From the records, pick out and copy each line containing "dark".

Exercise input
^^^^
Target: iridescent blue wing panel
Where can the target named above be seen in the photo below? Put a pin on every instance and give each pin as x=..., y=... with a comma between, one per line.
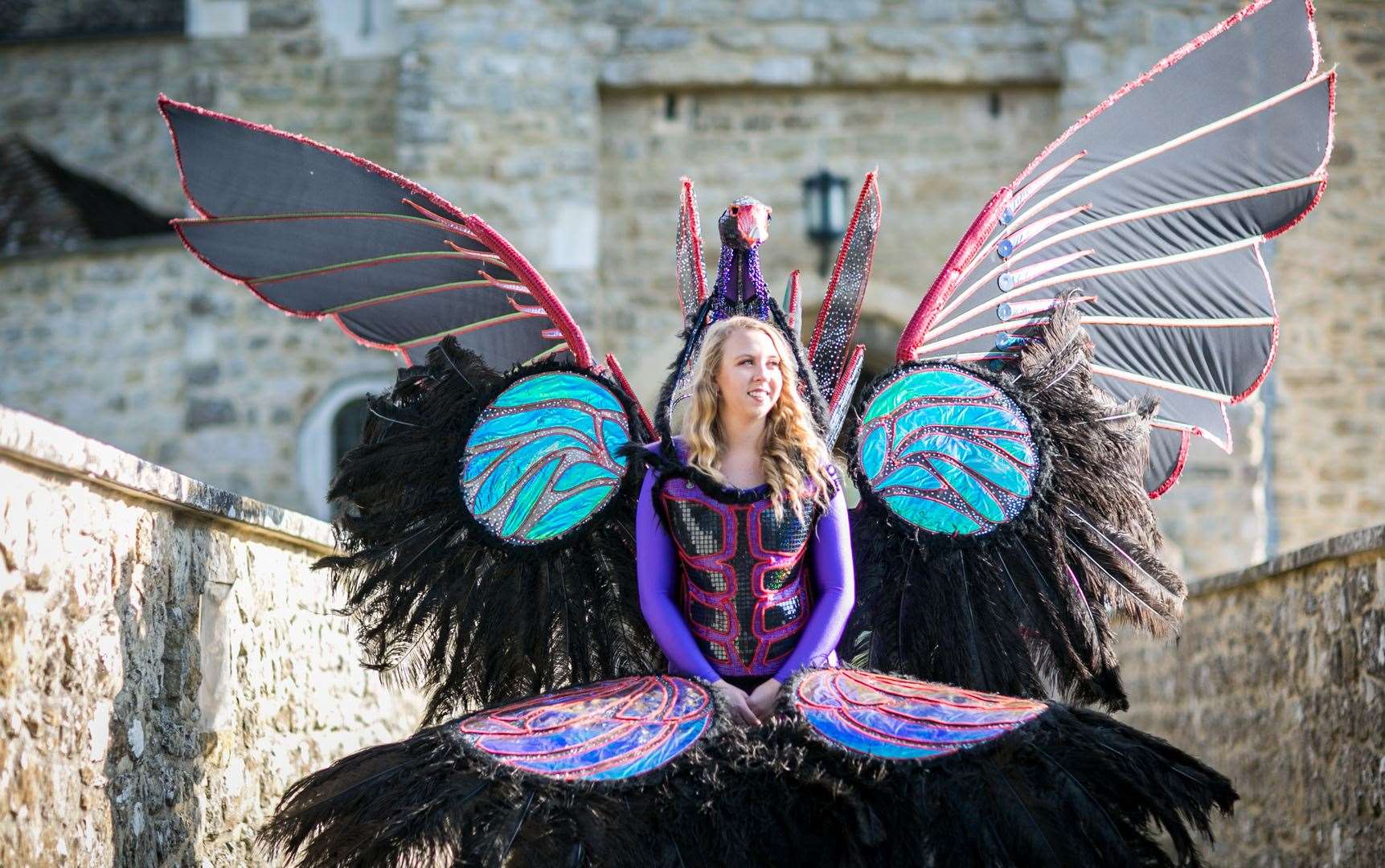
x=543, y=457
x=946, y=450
^^^^
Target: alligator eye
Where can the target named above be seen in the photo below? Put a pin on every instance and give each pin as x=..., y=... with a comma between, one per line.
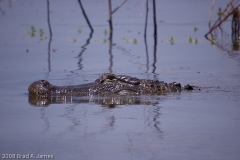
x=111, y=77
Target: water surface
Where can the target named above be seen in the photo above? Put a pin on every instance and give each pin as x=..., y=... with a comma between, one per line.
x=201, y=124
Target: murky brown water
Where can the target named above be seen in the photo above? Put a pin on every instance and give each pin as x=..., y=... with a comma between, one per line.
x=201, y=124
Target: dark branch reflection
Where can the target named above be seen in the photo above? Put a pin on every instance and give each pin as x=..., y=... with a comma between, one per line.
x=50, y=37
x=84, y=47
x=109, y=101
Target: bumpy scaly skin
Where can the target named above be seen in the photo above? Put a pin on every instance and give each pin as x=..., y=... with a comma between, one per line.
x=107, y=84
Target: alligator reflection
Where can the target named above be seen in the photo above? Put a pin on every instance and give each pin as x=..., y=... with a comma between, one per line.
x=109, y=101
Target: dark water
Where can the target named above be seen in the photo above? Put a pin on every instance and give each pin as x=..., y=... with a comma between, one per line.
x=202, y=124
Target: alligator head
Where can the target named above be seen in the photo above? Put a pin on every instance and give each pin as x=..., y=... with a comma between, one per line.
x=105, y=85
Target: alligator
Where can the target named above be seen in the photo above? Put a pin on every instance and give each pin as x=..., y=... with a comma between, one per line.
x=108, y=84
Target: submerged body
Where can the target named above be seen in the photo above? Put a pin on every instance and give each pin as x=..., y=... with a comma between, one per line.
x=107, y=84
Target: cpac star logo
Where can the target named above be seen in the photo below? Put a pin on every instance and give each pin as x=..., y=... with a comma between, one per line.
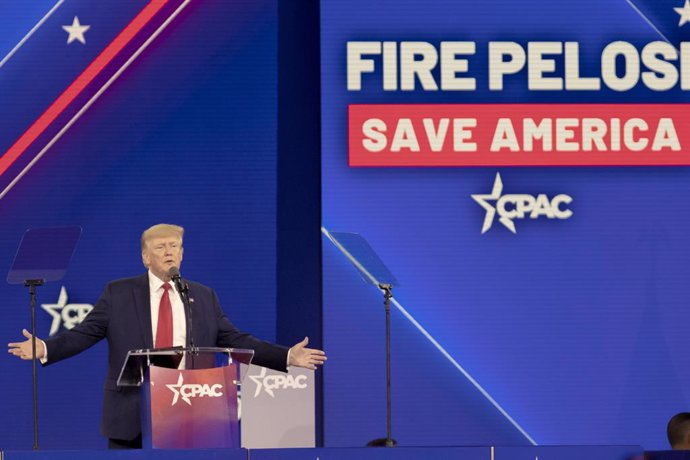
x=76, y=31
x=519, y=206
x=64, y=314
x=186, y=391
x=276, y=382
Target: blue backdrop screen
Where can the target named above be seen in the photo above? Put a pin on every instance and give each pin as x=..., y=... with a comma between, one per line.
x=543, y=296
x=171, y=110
^^^^
Response area
Target: dark branch reflection
Target: dark water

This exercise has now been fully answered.